EX-10.1 2 spi_ex1001.htm ACKNOWLEDGMENT

Exhibit 10.1

 

ACKNOWLEDGMENT

 

The undersigned , being the director of Magical Glaze Limited, a company established under the laws of British Virgin Islands ("MGL"). hereby certifies and agrees, on behalf of MGL and not in his individual capacity, that (all capitalized terms used herein but not otherwise defined shall have the meanings ascribed to them in that certain Agreement, as defined below):

 

RECITALS

 

WHEREAS, a Convertible Promissory Note Purchase Agreement (the "Agreement,") dated as of December 15, 2014, was entered into by and between Solar Power, Inc., a California Corporation (the "Company"), and Union Sky Holding Group Limited, a company established under the laws of British Virgin Islands (the "Union Sky"), pursuant to which Union Sky purchased from the Company a convertible promissory note (the "Note") in the principal amount of $US20,000,000 (the "Principal Amount");

 

WHEREAS, on January 4, 2016, Solar Power, Inc. completed a redomicile merger with SPI Energy Co., Ltd. ("SPI"), a company established under the laws of Cayman Islands, and as a result, SPI succeeded to all rights and power and became subject to all the liabilities and obligations of the Company under the Agreement;

 

WHEREAS, a Debt Restructuring Agreement (the "2017 Amendment"), dated as of February 12, 2017, was entered into by and between SPI and Union Sky, pursuant to the Section l of which the maturity date of the repayment of US$6,600,000. US$6,700,000 and US$6,700,000 of the Principal Amount was extended to April 30, 2017, January 30, 2018 and January 30, 2019, respectively;

 

WHEREAS, pursuant to the Section 2 of the 2017 Amendment, in the event that SPI violates any provision of Section 1 of the 2017 Amendment. the repayment of the all unpaid Principal Amount by SPI will be accelerated and become due immediately and unconditionally; in the event that SPI fails to repay any amount due and payable, then a late fee will be charged on such past-due and outstanding amount on a daily basis at the annual rate of 18% starting from the earlier of the due date or accelerated due date until the full repayment of all the past-due amount as well as the late fees (the "Section 2 Provision"); and

 

WHEREAS, a Convertible Note Transfer Agreement (the "2018 Amendment"), dated June 29, 2018, was entered into by and among SPI, Magical Glaze Limited and Union Sky, pursuant to which, among others, Union Sky transferred all its rights and obligations under the Agreement to MGL and the maturity date of the repayment of US$6,600,000, US$6,700,000 and US$6 ,700.000 of the Principal Amount was further extended to December 31, 2019, June 30, 2020 and December 31, 2020, respectively;

 

NOW, THEREFORE.

■ **The task**
Repeat the passage of the acknowledgment that opens with the words "WHEREAS, a Convertible Note" and closes with "NOW, THEREFORE.", substituting "MGL" for "Magical Glaze Limited".

■ **Information given**

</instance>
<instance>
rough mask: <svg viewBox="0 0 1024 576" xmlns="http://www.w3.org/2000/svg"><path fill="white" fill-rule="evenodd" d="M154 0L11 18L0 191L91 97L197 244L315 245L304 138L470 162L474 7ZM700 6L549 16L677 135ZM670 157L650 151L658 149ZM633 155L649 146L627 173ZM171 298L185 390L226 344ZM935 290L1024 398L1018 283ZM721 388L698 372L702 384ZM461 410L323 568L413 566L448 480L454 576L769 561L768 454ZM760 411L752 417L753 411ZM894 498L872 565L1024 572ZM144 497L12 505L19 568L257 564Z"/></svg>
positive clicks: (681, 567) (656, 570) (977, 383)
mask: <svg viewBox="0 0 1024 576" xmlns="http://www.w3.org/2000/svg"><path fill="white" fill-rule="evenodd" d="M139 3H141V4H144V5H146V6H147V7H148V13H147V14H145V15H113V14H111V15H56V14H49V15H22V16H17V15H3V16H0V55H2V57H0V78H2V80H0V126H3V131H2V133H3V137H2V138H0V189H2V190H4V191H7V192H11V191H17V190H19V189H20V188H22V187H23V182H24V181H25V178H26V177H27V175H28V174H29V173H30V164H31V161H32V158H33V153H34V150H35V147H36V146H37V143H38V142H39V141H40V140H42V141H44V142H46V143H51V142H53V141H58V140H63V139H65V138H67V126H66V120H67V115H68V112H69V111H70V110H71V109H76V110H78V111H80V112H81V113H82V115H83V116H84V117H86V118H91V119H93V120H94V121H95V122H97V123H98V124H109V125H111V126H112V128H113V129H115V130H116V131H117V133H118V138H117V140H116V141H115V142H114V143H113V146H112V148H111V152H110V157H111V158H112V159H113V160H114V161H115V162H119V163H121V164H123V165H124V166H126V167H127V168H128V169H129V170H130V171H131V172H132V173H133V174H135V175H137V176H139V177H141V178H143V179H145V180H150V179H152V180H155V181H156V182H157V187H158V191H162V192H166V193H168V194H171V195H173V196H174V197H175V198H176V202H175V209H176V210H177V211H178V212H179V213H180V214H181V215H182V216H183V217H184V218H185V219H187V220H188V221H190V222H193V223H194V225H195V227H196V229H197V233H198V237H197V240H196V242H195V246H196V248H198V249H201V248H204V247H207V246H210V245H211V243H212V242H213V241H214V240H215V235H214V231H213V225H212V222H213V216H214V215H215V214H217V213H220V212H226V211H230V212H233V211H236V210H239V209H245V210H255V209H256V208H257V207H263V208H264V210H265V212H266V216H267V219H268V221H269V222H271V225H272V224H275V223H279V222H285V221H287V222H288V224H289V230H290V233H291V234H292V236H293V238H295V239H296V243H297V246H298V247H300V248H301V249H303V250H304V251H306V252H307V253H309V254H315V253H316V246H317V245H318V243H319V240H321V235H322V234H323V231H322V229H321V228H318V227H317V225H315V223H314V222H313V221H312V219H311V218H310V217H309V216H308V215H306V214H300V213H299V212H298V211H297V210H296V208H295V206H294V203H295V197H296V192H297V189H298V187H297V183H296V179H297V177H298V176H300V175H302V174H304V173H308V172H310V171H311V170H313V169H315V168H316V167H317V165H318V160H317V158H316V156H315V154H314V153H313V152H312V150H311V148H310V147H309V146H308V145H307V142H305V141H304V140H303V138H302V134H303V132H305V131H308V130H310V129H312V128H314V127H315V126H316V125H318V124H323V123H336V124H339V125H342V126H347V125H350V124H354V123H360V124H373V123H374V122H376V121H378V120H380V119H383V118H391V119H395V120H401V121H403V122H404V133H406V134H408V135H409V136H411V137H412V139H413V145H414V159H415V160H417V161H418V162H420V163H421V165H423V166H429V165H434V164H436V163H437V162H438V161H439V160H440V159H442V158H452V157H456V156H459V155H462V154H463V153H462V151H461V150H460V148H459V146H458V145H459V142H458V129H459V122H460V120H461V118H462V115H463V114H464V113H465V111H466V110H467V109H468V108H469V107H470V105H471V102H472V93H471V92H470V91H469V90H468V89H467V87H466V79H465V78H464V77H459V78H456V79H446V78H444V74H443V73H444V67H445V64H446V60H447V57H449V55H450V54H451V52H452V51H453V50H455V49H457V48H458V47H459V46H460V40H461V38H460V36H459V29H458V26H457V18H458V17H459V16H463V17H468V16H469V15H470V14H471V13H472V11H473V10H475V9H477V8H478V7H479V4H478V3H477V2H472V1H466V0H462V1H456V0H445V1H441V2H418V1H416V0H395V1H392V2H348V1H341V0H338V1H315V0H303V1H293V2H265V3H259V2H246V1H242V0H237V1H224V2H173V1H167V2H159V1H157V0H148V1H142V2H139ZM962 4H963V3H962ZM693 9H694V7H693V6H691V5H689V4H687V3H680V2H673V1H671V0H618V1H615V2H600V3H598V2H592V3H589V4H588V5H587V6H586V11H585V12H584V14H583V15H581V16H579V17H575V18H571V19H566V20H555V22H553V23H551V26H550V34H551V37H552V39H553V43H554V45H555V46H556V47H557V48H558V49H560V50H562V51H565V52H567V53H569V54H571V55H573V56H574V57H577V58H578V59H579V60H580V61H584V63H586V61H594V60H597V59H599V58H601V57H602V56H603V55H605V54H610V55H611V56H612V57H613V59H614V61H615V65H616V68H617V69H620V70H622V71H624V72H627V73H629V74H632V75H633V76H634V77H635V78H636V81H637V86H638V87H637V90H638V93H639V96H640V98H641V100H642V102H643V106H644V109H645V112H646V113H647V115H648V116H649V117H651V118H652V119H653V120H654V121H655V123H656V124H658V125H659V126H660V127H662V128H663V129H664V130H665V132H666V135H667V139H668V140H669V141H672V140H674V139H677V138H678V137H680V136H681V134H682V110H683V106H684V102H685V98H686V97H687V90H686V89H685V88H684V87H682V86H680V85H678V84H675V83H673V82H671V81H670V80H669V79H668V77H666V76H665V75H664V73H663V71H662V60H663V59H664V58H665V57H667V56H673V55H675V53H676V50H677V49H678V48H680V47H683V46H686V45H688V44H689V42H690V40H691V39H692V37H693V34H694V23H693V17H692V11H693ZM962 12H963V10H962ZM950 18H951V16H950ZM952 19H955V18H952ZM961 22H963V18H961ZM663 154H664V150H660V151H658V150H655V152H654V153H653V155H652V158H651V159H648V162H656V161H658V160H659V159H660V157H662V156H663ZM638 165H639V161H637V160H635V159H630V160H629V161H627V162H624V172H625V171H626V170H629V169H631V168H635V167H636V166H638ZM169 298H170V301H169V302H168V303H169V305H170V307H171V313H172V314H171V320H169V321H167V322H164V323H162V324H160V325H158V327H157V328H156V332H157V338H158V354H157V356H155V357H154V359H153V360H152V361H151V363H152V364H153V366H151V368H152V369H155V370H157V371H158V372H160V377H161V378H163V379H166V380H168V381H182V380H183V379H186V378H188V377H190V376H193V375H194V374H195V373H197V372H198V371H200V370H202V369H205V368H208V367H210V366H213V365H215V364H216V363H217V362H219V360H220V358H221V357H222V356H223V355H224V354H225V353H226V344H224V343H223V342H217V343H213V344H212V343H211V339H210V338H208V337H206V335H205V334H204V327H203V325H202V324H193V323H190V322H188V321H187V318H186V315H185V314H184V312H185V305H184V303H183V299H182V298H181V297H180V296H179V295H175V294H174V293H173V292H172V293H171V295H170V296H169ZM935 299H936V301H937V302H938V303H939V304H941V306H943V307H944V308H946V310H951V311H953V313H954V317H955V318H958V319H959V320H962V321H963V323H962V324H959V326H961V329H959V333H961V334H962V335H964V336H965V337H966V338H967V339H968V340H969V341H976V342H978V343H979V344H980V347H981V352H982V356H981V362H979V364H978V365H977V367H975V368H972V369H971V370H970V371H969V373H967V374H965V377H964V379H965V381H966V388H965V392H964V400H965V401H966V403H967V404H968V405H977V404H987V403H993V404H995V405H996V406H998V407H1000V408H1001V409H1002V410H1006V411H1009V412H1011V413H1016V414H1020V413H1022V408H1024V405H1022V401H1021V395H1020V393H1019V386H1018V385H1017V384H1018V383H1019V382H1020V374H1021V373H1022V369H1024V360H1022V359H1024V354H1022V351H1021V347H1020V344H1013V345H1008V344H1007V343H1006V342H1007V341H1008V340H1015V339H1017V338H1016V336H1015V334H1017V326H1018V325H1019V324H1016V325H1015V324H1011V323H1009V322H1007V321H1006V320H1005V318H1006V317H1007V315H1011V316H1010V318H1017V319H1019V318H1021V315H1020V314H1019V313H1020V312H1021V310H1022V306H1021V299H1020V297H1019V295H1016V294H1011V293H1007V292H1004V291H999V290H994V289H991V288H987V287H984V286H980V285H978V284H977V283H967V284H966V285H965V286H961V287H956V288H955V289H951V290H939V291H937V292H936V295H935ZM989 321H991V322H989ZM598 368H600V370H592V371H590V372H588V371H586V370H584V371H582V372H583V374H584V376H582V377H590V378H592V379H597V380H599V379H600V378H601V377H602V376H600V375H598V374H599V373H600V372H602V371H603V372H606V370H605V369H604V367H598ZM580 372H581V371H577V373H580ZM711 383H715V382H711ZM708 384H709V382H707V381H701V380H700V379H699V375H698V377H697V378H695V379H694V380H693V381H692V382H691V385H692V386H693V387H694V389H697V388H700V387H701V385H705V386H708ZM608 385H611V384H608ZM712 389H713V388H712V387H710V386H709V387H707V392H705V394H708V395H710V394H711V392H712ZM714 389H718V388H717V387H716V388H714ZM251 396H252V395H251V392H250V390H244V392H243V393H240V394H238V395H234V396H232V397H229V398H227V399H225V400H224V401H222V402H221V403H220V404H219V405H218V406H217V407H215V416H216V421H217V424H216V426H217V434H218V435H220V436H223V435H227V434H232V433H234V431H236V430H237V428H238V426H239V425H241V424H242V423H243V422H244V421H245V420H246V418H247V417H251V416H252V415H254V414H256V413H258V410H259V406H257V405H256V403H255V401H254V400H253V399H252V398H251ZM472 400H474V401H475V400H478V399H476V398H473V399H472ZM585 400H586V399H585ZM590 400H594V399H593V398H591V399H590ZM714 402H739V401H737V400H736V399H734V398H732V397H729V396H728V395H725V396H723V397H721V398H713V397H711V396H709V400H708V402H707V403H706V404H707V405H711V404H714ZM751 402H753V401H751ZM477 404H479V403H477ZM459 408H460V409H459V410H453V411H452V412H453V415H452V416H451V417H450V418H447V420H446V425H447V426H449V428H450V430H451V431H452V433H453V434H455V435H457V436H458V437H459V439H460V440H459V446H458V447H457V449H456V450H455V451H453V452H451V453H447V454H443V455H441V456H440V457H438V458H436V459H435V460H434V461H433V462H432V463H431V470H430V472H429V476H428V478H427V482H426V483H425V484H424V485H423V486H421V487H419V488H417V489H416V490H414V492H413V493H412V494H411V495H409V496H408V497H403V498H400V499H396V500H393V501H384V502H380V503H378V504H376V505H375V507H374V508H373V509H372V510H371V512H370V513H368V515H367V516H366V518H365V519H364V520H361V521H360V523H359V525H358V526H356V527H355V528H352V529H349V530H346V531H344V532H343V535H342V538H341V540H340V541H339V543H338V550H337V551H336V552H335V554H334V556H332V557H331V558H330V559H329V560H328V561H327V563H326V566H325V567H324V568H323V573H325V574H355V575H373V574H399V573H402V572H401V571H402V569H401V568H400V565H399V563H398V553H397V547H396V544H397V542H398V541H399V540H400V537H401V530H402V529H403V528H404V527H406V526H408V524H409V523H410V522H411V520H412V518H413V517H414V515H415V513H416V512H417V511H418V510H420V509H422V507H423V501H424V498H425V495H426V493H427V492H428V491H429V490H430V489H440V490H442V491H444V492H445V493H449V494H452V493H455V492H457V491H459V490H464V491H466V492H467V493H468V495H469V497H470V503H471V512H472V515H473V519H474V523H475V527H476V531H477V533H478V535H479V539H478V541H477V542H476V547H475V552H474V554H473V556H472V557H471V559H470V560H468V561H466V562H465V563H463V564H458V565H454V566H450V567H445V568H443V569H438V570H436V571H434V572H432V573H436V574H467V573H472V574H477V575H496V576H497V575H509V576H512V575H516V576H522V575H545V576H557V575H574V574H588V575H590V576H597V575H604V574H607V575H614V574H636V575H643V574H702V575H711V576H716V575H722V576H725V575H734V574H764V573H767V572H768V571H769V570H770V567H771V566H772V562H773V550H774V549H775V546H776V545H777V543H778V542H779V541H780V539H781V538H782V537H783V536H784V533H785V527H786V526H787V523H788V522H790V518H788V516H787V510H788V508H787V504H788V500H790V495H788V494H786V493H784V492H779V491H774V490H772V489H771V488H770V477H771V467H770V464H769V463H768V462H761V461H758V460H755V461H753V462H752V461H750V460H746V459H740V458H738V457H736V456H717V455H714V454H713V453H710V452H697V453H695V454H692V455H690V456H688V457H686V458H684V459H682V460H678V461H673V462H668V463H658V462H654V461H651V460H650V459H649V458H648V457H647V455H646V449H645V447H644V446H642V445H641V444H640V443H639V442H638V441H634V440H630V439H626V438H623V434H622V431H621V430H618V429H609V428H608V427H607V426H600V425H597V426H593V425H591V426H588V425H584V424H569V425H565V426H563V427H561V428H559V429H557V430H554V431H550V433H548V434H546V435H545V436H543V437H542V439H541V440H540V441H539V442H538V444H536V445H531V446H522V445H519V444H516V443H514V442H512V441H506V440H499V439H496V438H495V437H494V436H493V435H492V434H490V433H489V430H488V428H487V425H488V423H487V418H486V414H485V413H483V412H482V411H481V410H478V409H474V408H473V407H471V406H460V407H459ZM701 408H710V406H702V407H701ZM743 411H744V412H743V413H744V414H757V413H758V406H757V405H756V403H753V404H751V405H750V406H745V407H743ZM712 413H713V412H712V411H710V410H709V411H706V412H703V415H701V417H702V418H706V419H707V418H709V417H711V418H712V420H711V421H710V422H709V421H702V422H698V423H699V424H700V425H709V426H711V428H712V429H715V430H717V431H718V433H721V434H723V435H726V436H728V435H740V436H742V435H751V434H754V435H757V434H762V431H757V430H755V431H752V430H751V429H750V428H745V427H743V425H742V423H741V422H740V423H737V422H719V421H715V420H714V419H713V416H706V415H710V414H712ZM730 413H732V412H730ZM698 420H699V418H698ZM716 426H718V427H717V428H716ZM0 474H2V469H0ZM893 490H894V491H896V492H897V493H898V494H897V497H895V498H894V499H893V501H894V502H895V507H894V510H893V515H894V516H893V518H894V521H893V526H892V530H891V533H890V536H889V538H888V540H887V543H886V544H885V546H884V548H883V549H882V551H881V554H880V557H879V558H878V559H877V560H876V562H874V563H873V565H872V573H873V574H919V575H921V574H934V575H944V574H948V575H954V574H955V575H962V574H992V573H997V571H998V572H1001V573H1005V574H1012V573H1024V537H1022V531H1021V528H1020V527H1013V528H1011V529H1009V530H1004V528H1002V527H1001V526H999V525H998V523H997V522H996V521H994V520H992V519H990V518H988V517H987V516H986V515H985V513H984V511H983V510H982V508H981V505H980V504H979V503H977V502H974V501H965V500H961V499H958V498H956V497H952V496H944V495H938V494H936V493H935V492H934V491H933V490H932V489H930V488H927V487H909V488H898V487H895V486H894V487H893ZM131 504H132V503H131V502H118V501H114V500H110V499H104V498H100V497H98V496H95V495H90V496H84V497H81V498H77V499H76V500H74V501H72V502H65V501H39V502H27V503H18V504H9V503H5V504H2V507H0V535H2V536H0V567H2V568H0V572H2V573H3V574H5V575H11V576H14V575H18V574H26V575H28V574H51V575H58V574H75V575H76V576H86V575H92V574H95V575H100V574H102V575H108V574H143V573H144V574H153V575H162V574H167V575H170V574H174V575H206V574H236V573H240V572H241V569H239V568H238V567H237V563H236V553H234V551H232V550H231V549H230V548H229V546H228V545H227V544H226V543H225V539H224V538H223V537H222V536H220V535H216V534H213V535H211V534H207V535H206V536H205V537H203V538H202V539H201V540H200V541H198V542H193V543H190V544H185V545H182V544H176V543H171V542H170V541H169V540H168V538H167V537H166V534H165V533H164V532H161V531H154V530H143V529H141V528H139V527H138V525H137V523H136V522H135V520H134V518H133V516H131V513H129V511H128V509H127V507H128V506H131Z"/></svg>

■ **Exercise result**
WHEREAS, a Convertible Note Transfer Agreement (the "2018 Amendment"), dated June 29, 2018, was entered into by and among SPI, MGL and Union Sky, pursuant to which, among others, Union Sky transferred all its rights and obligations under the Agreement to MGL and the maturity date of the repayment of US$6,600,000, US$6,700,000 and US$6 ,700.000 of the Principal Amount was further extended to December 31, 2019, June 30, 2020 and December 31, 2020, respectively;

 

NOW, THEREFORE.